Count the lines in the records below that contain the string "wristwatch", matching case exactly. Reply with the number alone.

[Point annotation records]
* * * * * * *
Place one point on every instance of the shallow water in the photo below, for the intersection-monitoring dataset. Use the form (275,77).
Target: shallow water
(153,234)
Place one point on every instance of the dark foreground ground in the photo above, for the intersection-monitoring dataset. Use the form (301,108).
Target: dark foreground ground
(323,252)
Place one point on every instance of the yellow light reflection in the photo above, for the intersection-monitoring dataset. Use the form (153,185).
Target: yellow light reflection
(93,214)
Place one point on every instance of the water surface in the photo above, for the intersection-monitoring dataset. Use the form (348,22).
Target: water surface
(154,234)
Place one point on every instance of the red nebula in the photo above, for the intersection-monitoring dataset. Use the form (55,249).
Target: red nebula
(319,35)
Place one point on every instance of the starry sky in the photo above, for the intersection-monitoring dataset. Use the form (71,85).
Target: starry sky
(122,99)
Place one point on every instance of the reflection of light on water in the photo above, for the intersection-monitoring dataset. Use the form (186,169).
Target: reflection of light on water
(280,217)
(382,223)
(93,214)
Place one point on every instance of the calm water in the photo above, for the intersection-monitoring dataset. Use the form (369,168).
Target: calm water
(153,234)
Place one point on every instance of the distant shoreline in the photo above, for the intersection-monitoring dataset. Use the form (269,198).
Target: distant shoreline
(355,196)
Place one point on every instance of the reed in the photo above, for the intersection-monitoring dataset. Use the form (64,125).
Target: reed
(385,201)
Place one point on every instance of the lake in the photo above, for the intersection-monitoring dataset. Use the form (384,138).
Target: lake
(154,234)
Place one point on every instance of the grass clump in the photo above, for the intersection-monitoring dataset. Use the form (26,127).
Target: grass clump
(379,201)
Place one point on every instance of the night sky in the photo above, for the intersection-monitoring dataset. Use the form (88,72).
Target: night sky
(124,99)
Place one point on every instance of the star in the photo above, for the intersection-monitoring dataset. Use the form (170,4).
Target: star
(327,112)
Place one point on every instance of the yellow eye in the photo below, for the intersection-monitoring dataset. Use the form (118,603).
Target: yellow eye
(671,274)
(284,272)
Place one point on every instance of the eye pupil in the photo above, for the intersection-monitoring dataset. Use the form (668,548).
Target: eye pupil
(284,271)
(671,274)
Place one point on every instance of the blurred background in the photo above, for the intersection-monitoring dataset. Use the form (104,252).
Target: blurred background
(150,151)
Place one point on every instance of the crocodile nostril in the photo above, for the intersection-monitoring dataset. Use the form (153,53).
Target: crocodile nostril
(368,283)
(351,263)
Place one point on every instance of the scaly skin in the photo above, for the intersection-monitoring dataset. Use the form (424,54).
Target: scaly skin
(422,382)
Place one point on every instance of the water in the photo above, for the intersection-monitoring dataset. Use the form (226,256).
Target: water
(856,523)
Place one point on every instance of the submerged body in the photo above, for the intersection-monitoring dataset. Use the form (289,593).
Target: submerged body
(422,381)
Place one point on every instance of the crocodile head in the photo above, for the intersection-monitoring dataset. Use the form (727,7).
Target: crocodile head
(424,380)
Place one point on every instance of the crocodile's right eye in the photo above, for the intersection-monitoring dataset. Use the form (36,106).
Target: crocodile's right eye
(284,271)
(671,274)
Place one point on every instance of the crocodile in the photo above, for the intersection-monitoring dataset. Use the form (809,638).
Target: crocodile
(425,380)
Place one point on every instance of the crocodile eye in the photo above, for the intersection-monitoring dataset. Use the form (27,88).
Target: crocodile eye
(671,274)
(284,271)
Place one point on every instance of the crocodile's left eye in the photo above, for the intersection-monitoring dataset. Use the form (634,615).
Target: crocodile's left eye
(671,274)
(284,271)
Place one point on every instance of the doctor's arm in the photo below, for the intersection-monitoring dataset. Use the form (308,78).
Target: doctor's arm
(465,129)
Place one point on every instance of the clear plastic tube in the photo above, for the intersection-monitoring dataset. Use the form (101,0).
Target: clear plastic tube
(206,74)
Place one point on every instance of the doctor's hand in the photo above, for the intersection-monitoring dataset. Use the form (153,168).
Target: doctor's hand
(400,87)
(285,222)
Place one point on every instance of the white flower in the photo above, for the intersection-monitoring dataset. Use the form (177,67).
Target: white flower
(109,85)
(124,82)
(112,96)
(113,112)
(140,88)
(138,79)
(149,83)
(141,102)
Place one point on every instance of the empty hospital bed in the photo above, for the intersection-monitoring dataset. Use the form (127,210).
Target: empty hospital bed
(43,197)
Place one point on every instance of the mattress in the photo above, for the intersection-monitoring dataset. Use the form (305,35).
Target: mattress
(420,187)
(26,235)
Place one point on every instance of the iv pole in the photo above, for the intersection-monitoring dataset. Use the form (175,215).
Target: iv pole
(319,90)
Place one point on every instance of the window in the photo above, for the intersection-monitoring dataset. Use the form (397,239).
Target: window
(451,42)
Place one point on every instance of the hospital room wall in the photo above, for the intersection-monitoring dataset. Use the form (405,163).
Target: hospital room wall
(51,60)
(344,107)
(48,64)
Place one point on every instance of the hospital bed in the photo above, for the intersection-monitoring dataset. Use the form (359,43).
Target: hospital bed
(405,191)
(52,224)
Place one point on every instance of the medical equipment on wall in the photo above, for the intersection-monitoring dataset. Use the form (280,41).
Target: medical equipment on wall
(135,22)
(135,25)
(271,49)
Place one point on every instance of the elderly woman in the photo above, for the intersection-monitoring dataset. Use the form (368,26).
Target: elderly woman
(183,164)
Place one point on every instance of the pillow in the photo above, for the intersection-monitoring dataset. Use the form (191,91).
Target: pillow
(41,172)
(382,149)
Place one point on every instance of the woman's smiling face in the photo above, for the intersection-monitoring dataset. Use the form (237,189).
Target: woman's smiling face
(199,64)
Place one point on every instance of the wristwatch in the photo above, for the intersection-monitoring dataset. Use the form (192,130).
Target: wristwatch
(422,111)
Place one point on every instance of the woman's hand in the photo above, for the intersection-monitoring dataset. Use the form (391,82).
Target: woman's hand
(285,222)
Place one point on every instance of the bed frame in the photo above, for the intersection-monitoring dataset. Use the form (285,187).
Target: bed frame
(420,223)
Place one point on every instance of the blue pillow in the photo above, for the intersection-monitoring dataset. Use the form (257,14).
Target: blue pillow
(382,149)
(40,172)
* * * * * * *
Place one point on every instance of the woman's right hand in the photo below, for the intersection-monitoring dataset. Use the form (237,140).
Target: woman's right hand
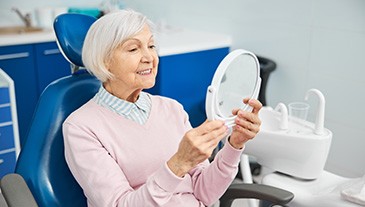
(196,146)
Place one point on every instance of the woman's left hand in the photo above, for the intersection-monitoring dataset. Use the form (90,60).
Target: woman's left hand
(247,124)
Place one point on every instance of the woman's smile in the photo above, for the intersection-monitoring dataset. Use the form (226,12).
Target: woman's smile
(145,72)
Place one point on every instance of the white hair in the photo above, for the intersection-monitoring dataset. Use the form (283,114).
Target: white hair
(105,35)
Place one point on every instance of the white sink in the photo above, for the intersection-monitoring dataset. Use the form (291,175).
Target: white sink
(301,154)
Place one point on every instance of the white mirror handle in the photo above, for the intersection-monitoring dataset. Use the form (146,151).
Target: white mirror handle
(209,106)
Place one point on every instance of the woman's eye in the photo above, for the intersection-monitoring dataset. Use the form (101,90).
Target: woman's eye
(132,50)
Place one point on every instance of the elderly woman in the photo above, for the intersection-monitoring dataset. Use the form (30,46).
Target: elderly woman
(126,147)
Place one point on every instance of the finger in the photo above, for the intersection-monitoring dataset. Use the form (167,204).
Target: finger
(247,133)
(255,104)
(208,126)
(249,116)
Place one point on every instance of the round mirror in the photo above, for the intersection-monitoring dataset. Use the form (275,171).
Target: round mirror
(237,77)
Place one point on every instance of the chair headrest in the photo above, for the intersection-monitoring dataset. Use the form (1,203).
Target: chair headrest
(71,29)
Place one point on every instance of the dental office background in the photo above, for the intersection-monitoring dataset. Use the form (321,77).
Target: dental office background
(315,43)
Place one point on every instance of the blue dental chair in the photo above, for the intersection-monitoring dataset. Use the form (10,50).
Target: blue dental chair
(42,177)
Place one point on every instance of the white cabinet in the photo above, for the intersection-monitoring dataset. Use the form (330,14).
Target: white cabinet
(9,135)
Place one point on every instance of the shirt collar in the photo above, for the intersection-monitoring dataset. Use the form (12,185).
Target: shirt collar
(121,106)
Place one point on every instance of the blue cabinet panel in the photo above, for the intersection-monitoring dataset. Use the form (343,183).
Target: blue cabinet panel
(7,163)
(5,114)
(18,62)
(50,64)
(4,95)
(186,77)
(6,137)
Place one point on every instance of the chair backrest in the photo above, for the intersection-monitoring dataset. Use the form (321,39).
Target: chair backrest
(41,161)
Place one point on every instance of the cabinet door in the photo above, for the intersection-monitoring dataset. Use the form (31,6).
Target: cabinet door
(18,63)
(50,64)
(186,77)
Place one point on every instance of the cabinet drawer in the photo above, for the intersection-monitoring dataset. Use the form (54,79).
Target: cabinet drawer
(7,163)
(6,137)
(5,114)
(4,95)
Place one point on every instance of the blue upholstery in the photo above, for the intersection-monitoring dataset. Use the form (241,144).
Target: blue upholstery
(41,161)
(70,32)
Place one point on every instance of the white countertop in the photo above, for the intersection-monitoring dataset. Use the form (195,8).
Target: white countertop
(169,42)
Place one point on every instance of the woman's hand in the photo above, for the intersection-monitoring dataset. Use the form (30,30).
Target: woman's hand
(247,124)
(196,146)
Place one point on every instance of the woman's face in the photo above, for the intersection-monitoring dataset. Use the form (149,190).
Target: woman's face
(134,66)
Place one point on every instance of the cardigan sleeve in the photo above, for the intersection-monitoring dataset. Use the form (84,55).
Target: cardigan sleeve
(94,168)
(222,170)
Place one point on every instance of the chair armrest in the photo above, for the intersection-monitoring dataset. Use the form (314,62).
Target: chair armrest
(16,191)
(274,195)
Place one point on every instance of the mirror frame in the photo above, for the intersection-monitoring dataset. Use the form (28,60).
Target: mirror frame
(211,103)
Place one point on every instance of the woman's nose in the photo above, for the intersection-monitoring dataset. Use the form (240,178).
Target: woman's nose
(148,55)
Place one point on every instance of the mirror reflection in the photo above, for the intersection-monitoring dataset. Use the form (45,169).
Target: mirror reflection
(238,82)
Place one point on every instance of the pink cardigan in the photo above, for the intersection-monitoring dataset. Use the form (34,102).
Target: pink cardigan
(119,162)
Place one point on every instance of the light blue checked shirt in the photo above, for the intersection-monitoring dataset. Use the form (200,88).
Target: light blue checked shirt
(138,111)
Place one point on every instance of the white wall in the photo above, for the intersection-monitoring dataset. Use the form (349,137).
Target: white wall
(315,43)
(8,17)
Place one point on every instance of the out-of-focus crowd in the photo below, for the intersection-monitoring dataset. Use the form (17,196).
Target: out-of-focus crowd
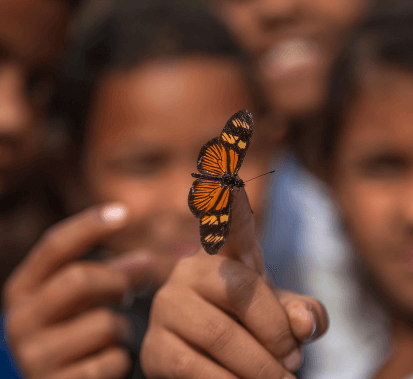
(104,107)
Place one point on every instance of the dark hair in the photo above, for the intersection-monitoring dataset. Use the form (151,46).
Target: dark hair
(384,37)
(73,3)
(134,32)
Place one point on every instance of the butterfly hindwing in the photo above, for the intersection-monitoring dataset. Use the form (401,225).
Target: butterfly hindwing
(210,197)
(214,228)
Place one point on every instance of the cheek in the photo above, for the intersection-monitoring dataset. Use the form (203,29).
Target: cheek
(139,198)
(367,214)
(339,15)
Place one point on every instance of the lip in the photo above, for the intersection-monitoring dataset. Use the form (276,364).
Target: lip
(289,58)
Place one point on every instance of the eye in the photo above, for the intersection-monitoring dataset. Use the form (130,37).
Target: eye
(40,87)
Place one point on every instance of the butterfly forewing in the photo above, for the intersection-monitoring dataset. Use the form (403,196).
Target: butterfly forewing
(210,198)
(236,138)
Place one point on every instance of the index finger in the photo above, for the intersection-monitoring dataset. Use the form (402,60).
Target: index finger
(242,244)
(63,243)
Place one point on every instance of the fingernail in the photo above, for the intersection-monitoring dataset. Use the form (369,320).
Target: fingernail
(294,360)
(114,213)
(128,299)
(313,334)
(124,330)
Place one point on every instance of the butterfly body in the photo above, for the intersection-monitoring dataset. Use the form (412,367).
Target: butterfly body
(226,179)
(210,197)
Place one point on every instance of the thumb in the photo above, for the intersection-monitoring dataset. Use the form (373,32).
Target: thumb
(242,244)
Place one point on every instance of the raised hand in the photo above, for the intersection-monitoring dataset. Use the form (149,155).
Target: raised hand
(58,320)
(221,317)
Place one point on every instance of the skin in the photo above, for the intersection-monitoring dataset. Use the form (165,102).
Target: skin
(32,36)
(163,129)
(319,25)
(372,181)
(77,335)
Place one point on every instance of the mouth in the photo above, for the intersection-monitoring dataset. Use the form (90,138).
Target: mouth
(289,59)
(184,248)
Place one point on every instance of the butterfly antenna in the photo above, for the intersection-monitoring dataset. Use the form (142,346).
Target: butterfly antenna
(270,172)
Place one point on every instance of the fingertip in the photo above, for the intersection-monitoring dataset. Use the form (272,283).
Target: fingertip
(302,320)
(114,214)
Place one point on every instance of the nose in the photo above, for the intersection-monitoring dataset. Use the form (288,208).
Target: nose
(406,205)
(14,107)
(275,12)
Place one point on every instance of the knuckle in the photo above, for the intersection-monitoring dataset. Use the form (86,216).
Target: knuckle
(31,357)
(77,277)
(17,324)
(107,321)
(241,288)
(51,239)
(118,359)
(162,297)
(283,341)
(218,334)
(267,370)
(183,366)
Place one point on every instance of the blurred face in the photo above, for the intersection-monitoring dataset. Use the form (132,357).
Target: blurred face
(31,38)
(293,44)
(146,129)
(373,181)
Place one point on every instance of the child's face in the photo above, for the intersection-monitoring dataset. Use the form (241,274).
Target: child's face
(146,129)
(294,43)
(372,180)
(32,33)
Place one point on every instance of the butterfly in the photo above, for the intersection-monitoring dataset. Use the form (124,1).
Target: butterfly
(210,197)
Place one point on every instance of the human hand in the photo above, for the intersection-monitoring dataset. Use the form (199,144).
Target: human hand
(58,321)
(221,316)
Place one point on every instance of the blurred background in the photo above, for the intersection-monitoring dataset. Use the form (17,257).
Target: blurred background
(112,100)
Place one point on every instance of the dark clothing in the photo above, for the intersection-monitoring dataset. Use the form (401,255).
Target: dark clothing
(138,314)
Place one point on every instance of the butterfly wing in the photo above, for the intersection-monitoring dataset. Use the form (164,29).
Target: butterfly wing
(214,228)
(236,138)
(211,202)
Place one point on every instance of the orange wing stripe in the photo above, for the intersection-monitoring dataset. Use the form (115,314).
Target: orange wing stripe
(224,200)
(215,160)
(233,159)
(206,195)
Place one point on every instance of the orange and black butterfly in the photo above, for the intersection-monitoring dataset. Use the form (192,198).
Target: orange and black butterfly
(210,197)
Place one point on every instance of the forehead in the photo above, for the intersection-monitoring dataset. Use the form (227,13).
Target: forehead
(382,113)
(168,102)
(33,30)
* * * * * * *
# EXPECTED ANSWER
2